#### Raw data
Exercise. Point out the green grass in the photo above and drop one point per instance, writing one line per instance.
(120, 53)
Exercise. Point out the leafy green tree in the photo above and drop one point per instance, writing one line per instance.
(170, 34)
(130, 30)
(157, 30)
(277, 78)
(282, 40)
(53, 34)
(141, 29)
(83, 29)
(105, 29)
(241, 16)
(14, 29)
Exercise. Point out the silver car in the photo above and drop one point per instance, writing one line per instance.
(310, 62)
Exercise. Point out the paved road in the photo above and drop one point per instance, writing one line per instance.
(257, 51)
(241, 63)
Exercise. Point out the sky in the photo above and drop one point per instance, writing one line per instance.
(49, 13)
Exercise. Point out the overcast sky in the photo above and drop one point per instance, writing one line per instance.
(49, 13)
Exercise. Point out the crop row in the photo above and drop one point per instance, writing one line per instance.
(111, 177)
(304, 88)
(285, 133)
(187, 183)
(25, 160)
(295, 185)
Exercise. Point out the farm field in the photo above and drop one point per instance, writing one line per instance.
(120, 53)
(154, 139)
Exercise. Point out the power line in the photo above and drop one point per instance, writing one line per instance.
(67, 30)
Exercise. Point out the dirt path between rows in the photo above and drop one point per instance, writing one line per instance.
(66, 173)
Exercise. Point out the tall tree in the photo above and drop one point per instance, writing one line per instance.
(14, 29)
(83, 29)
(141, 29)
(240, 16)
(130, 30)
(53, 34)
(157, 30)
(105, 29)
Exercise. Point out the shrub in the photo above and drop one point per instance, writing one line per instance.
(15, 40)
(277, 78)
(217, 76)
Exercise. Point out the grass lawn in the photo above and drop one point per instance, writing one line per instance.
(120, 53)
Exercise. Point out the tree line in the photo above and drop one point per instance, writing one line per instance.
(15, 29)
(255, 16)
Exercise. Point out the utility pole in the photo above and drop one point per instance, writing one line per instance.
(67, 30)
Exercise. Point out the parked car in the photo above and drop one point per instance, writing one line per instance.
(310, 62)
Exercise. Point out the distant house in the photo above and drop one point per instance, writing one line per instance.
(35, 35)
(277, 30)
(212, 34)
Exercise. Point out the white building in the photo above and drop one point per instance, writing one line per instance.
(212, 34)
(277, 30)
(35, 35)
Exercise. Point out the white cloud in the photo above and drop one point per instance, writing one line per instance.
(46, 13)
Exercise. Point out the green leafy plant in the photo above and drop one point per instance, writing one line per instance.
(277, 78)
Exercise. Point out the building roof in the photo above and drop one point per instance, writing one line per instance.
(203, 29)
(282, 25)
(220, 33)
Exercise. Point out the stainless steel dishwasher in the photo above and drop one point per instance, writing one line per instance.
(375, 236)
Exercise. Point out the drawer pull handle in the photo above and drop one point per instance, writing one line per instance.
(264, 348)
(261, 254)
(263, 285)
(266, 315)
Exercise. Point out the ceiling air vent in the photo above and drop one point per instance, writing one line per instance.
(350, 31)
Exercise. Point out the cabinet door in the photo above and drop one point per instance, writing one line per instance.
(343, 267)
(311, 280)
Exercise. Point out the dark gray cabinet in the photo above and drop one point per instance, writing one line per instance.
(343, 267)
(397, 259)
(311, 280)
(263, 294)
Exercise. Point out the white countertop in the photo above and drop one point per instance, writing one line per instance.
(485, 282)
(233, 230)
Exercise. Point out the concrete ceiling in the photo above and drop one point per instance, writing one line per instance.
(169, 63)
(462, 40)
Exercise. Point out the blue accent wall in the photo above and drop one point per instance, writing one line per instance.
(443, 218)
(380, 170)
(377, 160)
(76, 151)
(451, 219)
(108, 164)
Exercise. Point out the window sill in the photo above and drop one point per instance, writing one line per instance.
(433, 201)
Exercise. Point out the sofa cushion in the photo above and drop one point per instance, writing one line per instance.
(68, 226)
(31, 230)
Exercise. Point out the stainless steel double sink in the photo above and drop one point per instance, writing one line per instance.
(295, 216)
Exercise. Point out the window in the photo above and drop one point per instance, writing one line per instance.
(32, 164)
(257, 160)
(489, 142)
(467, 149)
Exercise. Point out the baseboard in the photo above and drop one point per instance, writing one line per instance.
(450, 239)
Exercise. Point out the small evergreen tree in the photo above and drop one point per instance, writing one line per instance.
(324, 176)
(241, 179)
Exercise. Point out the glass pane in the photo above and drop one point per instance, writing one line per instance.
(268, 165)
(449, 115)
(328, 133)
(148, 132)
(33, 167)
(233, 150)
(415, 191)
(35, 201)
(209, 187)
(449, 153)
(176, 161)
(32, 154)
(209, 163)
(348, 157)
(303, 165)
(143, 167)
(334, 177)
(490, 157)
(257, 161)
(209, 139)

#### Exercise prompt
Repeat the whole listing exactly, keeping every line intact.

#### Exercise result
Exercise. Point out the green grass in the photo above and drop one point per instance, writing one line per instance.
(120, 53)
Exercise. Point out the leafy green tree in the photo above and drop one point per instance, writing one line per instance.
(170, 34)
(130, 30)
(157, 30)
(277, 78)
(282, 40)
(53, 34)
(141, 29)
(83, 29)
(105, 29)
(241, 16)
(14, 29)
Exercise. Point out the silver car in the photo above and drop one point per instance, writing one line per instance.
(310, 62)
Exercise. Point out the paved road in the photo above and drop one point per instance, writing one line per instance.
(257, 51)
(241, 63)
Exercise. Point out the sky in the photo above and drop one point per instance, writing one line per instance.
(49, 13)
Exercise. Point out the overcast sky in the photo above and drop one point per instance, writing one line per instance.
(49, 13)
Exercise. Point out the crop row in the photo above and drop one point per instance, writing one line per instance.
(111, 177)
(304, 88)
(285, 133)
(187, 183)
(25, 160)
(295, 185)
Exercise. Point out the farm field in the photo above and drop one point per instance, writing one line per instance.
(120, 53)
(154, 139)
Exercise. Point out the power line in the photo above and drop one point per instance, writing one line per instance.
(67, 30)
Exercise. Point out the dirt path between rows in the photo above and drop one point per instance, writing one line per instance.
(66, 173)
Exercise. Point out the tall tree in the photo above and drop one point per instance, writing one line per instance.
(14, 29)
(83, 29)
(141, 29)
(240, 16)
(130, 30)
(53, 34)
(157, 30)
(105, 29)
Exercise. Point out the shrub in the photo above and drop one point per instance, writing one line per instance.
(15, 40)
(277, 78)
(217, 76)
Exercise. Point out the grass lawn in the photo above and drop one point per instance, writing one line per instance.
(120, 53)
Exercise. Point out the tree line in the photo above and drop one point per instance, writing one line per instance.
(15, 29)
(255, 16)
Exercise. Point out the utility pole in the photo above and drop one point per instance, writing one line per instance.
(67, 30)
Exercise. Point out the parked car in the photo above and drop one point per instance, writing one line per instance.
(310, 62)
Exercise. Point out the distant house in the photo above and drop one point per instance, writing one line per instance.
(35, 35)
(277, 30)
(212, 34)
Exercise. Point out the white building in the photo above and drop one point per instance, writing one line per instance.
(212, 34)
(277, 30)
(35, 35)
Exercise. Point out the white cloud in the photo above and drop one point per instance, writing one line per instance.
(46, 13)
Exercise. Point out the green leafy plant in the photo above and drop one point per instance, writing one line per instance.
(277, 78)
Exercise. Point out the building roof in the photo above and drop one point per instance, writing one line per instance.
(203, 29)
(282, 25)
(220, 33)
Exercise. Point out the stainless steel dishwasher in the photo above and drop one point per instance, writing one line per instance.
(375, 236)
Exercise. Point out the drawer pull handle in the photo above and drop one point per instance, writing one line per instance.
(264, 348)
(261, 254)
(263, 285)
(266, 315)
Exercise. Point out the ceiling air vent in the photo above and drop one point per instance, writing one line per instance.
(350, 31)
Exercise. Point out the cabinet door in the photo above and drop one point per instance, writing one line per instance.
(343, 267)
(311, 280)
Exercise. Point out the dark gray cabinet in the photo above and drop one point per instance, writing one line per instance.
(343, 267)
(397, 259)
(311, 280)
(263, 294)
Exercise. Point out the white countertop in the photo above and drop one point per instance, writing one line per instance.
(485, 282)
(233, 230)
Exercise. Point out the concrete ceiling in the photo above and drop one point per instance, writing one line per instance.
(169, 63)
(462, 40)
Exercise. Point out the blue accent wall in the photo above and drop one point per instance, writing one line per instance.
(443, 218)
(380, 170)
(377, 160)
(76, 151)
(451, 219)
(108, 164)
Exercise. Point out the window sill in the photo above and drop one point per instance, writing one line per instance.
(433, 201)
Exercise. Point out the sofa cushion in the photo above and drop one point per instance, writing one line per instance.
(68, 226)
(31, 230)
Exercise. Point out the stainless steel double sink in the photo above and drop one point per instance, writing one line per instance.
(295, 216)
Exercise. Point out the window in the photo above and drop one point per instance, writing one line per instance.
(32, 164)
(257, 160)
(489, 142)
(467, 149)
Exercise. Point out the baseboard in the photo above and drop one point per instance, writing one line per instance.
(450, 239)
Exercise. Point out the small evergreen tree in the photo above and drop one point per instance, writing one line per instance.
(324, 176)
(241, 179)
Exercise. Point out the glass pane in the photo above and drop one point per instance, writing one line per instance.
(268, 165)
(449, 115)
(328, 133)
(148, 132)
(33, 167)
(233, 150)
(415, 191)
(35, 201)
(209, 187)
(449, 153)
(176, 161)
(32, 154)
(209, 163)
(348, 157)
(303, 165)
(143, 167)
(334, 177)
(490, 157)
(257, 161)
(209, 139)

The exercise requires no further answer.